What is asked. Write the next part of the excerpt on transaction rollback that follows, starting right after its final sentence.

Excerpt provided.
——————

So for the commit action, RM only needs to delete the undo_log corresponding to xid and branchId.

Transaction Rollback

There are two scenarios for triggering rollback:

  1. Branch transaction processing exception, that is the case of report(false) in the ConnectionProxy
  2. TM catches the exceptions thrown from the downstream system, that is the exception caught by the method marked with the @GlobalTransactional annotation in the initiated global transaction. In the previous template method execute of the TransactionalTemplate, the call to business.execute() was caught. After the catch, it will call rollback, and TM will notify TC that the corresponding XID needs to roll back the transaction.
public void rollback() throws TransactionException {
// Only the Launcher can initiate this rollback
if (role == GlobalTransactionRole.Participant) {
// Participant has no responsibility of committing
if (LOGGER.isDebugEnabled()) {
LOGGER.debug("Ignore Rollback(): just involved in global transaction [" + xid + "]");
}
return;
}
if (xid == null) {
throw new IllegalStateException();
}
status = transactionManager.rollback(xid);
if (RootContext.getXID() != null) {
if (xid.equals(RootContext.getXID())) {
RootContext.unbind();
}
}
}

TC summarizes and sends rollback instructions to the participants. RM receives the rollback notice in the doBranchRollback method of the AbstractRMHandler class.

——————

Image location labeling entries:
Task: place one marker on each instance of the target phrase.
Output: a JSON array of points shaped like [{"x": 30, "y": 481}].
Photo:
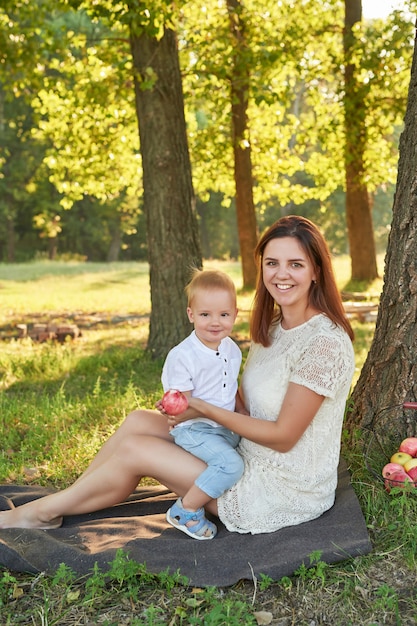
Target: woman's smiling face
[{"x": 287, "y": 273}]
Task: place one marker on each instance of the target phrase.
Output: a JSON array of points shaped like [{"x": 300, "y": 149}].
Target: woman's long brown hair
[{"x": 324, "y": 294}]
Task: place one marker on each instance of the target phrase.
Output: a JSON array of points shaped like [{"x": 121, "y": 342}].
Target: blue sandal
[{"x": 179, "y": 517}]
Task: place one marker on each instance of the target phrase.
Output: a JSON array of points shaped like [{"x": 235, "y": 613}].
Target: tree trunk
[
  {"x": 358, "y": 208},
  {"x": 245, "y": 208},
  {"x": 169, "y": 204},
  {"x": 389, "y": 375}
]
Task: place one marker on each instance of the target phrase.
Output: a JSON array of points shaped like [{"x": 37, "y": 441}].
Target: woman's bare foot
[{"x": 27, "y": 516}]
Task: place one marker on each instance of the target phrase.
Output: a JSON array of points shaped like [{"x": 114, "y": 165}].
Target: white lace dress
[{"x": 283, "y": 489}]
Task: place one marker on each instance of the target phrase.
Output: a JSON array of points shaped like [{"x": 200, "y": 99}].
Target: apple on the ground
[
  {"x": 409, "y": 445},
  {"x": 409, "y": 464}
]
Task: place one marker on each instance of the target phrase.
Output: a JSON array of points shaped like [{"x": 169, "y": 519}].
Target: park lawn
[{"x": 59, "y": 402}]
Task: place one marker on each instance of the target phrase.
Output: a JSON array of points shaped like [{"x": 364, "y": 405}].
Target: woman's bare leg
[
  {"x": 110, "y": 481},
  {"x": 139, "y": 422}
]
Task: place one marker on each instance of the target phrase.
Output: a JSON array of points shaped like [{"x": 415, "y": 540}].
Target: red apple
[
  {"x": 389, "y": 468},
  {"x": 400, "y": 457},
  {"x": 412, "y": 472},
  {"x": 174, "y": 402},
  {"x": 397, "y": 479},
  {"x": 409, "y": 464},
  {"x": 409, "y": 445}
]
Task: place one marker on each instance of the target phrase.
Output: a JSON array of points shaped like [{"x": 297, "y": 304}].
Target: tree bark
[
  {"x": 245, "y": 208},
  {"x": 169, "y": 204},
  {"x": 358, "y": 208},
  {"x": 389, "y": 375}
]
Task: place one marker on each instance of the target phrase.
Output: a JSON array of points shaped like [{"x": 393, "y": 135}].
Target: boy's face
[{"x": 213, "y": 313}]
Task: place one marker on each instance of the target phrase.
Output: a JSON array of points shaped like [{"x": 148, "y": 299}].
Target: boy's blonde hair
[{"x": 209, "y": 279}]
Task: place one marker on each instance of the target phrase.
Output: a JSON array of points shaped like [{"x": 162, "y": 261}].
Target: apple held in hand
[
  {"x": 409, "y": 445},
  {"x": 174, "y": 402},
  {"x": 390, "y": 468},
  {"x": 400, "y": 457}
]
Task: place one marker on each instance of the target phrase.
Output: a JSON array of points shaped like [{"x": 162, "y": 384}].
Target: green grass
[{"x": 58, "y": 403}]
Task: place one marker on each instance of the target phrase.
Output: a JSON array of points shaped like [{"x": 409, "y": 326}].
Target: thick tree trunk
[
  {"x": 389, "y": 375},
  {"x": 358, "y": 208},
  {"x": 245, "y": 208},
  {"x": 172, "y": 232}
]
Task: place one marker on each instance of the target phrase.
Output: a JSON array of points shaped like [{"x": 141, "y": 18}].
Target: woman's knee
[{"x": 146, "y": 422}]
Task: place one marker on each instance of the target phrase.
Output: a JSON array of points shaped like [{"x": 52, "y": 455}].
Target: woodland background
[{"x": 70, "y": 156}]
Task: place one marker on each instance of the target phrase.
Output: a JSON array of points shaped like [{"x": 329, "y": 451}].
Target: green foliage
[
  {"x": 63, "y": 401},
  {"x": 70, "y": 166}
]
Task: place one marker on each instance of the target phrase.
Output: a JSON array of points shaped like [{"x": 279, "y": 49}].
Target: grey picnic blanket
[{"x": 138, "y": 527}]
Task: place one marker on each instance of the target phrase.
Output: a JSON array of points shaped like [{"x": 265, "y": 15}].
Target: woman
[{"x": 294, "y": 389}]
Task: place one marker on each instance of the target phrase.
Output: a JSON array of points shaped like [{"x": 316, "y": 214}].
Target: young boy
[{"x": 206, "y": 365}]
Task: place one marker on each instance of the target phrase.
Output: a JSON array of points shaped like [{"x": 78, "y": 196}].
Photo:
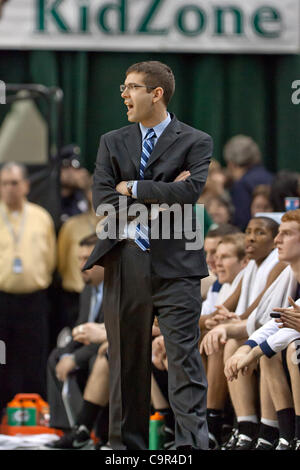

——————

Answer for the task.
protected void doBranchRollback(BranchRollbackRequest request, BranchRollbackResponse response) throws TransactionException {
String xid = request.getXid();
long branchId = request.getBranchId();
String resourceId = request.getResourceId();
String applicationData = request.getApplicationData();
LOGGER.info("Branch rolling back: " + xid + " " + branchId + " " + resourceId);
BranchStatus status = getResourceManager().branchRollback(request.getBranchType(), xid, branchId, resourceId, applicationData);
response.setBranchStatus(status);
LOGGER.info("Branch rollback result: " + status);
}

Then the rollback request is passed to the branchRollback method of the DataSourceManager class.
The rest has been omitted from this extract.